**Records provided**
________________________________________

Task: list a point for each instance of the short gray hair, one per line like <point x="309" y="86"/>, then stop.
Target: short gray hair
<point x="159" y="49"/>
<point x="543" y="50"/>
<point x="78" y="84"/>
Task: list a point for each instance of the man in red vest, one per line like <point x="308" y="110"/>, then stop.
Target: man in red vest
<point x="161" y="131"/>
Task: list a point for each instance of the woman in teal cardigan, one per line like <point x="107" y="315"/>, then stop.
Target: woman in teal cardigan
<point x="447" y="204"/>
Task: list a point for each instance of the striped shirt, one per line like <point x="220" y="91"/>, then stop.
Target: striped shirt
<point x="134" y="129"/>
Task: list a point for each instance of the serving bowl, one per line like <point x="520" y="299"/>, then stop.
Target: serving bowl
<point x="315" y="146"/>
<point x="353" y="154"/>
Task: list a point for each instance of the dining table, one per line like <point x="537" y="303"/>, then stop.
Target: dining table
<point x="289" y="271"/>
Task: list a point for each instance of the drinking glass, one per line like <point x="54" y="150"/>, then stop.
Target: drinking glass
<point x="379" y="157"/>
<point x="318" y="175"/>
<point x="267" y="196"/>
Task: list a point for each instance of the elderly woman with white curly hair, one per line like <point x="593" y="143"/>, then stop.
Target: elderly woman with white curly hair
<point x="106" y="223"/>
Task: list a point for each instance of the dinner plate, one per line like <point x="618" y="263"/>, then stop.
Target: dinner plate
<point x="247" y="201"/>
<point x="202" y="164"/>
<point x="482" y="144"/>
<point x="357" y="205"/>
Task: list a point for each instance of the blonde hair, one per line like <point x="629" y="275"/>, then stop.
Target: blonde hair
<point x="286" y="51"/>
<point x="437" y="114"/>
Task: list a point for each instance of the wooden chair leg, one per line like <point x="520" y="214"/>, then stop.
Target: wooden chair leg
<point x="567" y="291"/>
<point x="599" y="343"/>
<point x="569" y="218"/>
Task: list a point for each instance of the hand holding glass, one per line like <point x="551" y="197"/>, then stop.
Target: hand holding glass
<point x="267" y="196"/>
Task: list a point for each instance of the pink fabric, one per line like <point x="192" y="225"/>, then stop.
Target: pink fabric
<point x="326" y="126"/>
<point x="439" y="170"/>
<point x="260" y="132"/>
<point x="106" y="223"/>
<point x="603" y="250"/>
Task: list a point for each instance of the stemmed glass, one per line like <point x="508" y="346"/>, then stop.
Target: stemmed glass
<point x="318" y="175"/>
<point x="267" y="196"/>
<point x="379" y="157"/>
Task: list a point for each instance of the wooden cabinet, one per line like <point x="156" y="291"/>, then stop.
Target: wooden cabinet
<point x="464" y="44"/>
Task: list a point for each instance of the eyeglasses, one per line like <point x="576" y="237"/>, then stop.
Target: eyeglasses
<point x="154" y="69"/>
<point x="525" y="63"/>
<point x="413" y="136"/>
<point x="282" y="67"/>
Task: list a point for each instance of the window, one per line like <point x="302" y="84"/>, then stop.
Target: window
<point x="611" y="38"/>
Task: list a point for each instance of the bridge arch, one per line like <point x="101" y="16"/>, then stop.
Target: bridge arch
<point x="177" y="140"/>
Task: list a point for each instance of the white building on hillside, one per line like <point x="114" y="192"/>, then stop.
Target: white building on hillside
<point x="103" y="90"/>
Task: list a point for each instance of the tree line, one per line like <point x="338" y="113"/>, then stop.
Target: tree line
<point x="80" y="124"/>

________________________________________

Starting with the line that holds "Target: elderly woman with white curly hair" and ending with the line that holds "Task: list a point for each instance of the dinner", retype every line in the data above exactly, and nothing else.

**Task response**
Target: elderly woman with white curly hair
<point x="106" y="223"/>
Task: list a point for each instance of the dinner plate, one per line like <point x="618" y="263"/>, then stop.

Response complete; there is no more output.